--- START ---

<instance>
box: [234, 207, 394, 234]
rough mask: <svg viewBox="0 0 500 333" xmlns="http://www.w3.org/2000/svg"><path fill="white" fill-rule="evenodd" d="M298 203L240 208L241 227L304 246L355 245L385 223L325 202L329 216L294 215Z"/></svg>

--- END ---
--- START ---

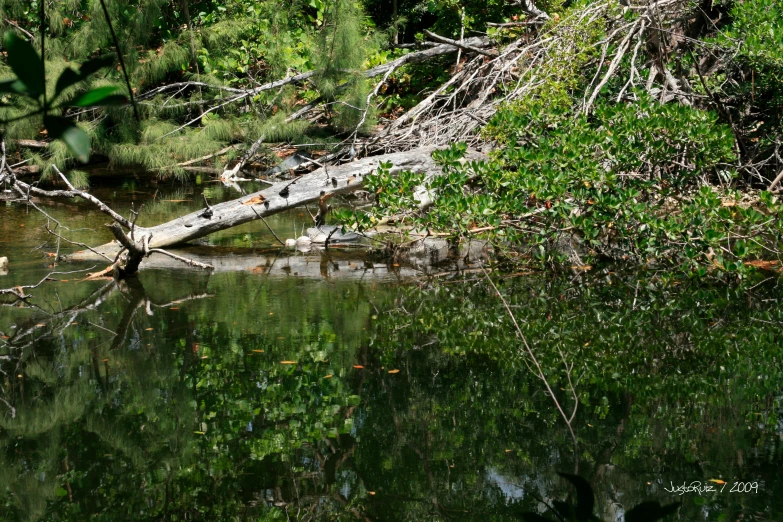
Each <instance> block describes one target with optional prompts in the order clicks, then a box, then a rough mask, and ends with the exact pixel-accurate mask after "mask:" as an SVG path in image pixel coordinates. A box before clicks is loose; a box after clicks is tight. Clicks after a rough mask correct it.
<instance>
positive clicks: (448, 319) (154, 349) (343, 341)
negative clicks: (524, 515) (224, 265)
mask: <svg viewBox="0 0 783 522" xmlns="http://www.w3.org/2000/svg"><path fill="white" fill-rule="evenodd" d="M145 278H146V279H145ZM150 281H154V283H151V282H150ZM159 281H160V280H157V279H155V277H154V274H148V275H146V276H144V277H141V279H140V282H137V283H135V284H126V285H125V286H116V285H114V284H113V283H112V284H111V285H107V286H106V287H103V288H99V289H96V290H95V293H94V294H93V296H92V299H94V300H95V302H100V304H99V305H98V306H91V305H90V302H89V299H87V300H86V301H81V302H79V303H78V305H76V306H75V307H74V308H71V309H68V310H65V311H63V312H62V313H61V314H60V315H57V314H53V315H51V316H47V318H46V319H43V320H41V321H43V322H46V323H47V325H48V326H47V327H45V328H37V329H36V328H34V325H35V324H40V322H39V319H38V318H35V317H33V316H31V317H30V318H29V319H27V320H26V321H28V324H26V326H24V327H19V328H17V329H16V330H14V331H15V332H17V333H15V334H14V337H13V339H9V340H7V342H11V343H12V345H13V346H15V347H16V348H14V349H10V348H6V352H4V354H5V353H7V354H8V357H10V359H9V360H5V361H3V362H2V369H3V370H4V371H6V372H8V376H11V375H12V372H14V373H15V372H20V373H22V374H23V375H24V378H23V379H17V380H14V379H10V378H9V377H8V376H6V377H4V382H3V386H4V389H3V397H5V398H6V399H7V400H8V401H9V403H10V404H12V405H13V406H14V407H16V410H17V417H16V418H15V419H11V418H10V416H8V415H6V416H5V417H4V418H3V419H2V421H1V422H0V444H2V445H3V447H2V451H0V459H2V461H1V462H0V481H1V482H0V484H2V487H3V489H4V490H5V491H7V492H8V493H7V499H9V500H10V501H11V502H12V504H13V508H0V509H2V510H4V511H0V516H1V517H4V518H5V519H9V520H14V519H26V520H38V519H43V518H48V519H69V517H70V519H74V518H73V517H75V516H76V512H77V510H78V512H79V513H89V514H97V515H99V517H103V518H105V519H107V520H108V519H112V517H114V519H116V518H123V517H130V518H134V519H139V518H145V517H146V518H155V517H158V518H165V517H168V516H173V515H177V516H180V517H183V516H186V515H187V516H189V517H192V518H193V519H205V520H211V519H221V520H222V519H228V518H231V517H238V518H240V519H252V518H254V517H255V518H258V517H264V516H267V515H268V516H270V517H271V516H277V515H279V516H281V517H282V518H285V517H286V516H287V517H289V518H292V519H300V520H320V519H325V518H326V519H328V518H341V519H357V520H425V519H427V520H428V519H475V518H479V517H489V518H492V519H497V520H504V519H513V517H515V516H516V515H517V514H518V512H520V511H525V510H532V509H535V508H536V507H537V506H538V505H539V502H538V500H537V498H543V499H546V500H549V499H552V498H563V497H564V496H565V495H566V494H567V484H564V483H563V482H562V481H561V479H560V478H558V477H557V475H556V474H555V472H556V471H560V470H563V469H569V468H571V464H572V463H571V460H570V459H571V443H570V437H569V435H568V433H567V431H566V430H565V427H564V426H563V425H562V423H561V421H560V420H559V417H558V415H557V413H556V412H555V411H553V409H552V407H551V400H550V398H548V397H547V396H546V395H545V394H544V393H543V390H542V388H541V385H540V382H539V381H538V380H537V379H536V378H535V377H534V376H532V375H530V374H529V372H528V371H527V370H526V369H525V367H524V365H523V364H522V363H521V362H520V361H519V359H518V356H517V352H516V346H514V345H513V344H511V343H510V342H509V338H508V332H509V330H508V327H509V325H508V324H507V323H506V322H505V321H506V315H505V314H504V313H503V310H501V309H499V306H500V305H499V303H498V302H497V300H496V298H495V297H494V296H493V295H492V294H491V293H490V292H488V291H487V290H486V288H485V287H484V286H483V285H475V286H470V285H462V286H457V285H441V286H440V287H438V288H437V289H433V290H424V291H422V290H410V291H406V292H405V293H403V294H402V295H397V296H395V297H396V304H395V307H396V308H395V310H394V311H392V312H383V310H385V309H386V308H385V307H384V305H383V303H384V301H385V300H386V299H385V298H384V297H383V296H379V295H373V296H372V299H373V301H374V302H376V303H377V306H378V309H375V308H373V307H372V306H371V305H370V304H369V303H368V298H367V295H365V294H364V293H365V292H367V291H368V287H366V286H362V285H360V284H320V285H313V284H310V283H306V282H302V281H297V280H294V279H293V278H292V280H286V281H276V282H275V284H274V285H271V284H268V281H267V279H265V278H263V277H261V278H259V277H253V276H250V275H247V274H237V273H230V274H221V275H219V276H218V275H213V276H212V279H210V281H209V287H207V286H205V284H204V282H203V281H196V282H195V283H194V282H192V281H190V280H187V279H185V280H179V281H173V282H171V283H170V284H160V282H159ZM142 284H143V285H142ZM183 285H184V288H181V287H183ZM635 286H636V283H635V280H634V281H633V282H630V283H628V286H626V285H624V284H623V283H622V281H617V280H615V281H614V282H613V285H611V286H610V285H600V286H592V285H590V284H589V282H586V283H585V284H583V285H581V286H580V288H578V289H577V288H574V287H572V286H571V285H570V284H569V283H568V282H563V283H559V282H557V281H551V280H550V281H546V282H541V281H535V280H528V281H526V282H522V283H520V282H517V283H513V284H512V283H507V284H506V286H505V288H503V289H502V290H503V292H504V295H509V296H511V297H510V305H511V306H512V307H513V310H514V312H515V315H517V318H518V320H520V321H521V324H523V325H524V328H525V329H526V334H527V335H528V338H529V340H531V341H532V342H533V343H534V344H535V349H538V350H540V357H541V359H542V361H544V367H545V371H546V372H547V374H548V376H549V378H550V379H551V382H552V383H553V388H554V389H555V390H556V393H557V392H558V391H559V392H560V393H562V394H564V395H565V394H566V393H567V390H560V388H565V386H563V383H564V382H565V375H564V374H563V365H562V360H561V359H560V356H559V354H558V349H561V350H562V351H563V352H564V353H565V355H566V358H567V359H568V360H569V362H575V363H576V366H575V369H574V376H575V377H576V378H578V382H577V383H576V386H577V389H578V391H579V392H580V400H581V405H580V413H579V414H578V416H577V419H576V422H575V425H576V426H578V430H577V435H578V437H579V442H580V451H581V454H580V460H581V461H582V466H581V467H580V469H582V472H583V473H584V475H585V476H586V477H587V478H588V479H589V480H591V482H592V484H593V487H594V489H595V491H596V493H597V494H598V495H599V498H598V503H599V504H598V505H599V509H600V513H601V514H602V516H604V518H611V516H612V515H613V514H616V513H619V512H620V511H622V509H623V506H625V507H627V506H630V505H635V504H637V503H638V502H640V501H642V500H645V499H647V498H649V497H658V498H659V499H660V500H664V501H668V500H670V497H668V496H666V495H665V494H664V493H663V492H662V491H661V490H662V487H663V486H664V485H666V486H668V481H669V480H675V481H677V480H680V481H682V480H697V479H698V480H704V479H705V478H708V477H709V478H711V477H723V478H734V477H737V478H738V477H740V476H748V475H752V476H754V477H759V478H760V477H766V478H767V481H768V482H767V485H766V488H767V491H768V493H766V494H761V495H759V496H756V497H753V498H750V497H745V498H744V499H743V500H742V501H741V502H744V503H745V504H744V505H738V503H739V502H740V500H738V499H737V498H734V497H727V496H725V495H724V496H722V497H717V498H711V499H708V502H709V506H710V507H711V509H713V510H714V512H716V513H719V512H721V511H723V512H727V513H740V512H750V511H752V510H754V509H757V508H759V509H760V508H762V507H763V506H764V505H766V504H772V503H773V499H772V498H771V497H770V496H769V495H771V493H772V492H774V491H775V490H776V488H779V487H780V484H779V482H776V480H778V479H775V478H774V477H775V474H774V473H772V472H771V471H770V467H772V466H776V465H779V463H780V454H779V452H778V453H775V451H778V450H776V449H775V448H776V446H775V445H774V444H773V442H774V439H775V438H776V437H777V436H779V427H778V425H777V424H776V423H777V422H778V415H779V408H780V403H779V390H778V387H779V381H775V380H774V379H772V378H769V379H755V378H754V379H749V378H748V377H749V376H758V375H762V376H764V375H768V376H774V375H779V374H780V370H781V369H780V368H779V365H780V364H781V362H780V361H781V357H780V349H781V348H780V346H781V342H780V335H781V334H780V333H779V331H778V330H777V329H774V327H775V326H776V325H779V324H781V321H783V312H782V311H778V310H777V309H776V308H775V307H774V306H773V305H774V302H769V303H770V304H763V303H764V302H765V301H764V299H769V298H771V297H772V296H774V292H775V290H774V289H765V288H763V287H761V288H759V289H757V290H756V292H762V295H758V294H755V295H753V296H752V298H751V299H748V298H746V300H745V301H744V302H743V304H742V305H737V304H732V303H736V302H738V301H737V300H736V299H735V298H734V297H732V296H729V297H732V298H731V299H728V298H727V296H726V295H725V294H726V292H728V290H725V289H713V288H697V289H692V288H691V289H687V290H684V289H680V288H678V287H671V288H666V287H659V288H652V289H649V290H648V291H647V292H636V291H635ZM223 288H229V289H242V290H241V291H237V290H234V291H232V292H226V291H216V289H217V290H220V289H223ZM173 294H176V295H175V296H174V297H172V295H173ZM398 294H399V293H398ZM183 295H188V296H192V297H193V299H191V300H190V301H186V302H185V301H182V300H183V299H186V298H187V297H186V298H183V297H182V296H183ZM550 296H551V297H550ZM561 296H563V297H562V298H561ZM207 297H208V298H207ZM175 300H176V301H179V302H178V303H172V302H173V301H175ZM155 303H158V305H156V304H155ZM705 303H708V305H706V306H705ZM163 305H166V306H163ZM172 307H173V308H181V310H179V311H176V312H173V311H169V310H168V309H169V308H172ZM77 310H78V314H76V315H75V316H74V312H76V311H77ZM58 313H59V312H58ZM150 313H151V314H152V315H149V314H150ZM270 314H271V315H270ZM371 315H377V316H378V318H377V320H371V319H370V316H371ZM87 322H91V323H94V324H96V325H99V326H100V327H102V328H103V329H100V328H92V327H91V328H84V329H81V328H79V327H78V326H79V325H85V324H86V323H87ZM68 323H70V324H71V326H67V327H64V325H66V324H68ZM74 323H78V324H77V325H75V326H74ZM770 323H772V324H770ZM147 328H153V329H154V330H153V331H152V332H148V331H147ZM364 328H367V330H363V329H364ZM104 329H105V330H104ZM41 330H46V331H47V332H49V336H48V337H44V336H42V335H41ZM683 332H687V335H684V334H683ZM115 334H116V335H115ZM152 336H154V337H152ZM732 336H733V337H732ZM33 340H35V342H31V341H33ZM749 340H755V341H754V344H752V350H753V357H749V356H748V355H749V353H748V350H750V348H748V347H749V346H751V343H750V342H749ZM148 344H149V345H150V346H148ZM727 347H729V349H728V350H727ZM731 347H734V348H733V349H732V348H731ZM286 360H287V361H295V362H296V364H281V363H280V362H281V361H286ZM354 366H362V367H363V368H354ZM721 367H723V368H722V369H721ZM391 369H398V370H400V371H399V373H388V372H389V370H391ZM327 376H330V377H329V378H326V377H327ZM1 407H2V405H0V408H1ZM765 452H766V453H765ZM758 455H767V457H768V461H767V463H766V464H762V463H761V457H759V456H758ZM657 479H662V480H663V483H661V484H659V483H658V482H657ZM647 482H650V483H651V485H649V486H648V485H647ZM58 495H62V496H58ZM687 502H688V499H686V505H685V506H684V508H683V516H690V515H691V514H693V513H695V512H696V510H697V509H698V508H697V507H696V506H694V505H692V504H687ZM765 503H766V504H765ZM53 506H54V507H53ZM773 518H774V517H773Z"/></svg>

--- END ---
--- START ---

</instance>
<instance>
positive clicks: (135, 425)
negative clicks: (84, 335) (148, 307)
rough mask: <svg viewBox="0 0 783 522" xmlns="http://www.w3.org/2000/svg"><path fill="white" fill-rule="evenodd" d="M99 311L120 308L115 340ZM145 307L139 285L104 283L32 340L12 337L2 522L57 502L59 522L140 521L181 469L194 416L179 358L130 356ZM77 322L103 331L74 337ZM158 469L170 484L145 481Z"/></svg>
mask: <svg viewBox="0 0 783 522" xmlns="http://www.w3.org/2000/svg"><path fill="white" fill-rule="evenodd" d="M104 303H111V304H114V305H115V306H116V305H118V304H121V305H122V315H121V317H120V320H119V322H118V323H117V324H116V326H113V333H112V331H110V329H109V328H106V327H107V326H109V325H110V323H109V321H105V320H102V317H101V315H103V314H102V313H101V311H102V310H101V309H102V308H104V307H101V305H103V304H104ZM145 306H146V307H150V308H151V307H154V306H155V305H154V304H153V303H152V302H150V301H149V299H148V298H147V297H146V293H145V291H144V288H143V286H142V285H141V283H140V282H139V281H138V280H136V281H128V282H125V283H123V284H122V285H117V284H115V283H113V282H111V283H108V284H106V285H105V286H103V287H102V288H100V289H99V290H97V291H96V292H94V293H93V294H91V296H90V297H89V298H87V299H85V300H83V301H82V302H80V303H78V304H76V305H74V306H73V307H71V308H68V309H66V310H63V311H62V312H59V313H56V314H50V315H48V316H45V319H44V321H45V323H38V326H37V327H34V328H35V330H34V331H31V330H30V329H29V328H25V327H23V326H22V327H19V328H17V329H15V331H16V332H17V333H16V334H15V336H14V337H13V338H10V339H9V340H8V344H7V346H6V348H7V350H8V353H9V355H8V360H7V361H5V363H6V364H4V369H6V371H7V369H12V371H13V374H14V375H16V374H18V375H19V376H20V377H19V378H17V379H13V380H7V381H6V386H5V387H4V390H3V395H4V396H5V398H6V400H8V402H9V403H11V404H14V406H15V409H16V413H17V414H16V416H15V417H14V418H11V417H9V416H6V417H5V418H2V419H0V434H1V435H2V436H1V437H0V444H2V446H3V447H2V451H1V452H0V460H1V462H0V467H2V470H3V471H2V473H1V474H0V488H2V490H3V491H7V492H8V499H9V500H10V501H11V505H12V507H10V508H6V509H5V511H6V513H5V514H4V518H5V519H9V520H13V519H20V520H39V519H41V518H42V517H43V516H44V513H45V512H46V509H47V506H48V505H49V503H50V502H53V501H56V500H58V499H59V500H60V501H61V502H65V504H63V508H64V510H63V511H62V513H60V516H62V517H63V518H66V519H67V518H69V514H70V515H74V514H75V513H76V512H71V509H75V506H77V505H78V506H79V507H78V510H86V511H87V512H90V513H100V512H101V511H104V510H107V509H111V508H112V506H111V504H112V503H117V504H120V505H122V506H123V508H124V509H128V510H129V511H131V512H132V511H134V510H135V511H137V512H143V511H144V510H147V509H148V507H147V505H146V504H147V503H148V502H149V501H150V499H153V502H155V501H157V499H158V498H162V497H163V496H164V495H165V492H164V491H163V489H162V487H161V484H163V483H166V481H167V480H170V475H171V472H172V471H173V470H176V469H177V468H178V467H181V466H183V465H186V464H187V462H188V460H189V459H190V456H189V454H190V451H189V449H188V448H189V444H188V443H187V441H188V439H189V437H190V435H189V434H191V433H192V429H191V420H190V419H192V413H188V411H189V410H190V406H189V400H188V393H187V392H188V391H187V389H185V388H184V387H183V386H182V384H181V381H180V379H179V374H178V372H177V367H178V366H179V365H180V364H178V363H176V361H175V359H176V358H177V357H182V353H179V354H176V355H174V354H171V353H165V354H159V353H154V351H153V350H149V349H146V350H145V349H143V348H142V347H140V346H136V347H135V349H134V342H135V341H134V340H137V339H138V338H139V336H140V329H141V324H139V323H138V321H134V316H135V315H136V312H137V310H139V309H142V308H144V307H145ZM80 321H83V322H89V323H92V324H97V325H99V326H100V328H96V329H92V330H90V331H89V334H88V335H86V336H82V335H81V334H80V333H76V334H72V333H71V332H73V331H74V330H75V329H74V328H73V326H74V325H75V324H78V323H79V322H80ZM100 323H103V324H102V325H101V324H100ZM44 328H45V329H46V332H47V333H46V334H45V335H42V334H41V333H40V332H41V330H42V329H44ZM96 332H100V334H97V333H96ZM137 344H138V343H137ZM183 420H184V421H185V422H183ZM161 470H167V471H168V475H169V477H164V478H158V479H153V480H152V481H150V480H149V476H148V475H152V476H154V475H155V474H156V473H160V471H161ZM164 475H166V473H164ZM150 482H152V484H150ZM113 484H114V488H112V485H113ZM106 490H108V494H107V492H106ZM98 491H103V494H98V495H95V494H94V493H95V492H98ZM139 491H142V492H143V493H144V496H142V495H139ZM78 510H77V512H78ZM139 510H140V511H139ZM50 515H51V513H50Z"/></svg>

--- END ---

* [WHAT THE TASK REQUIRES]
How many lines in the rows above contain the string "negative"? Reply with the number only.

* [RESPONSE BELOW]
2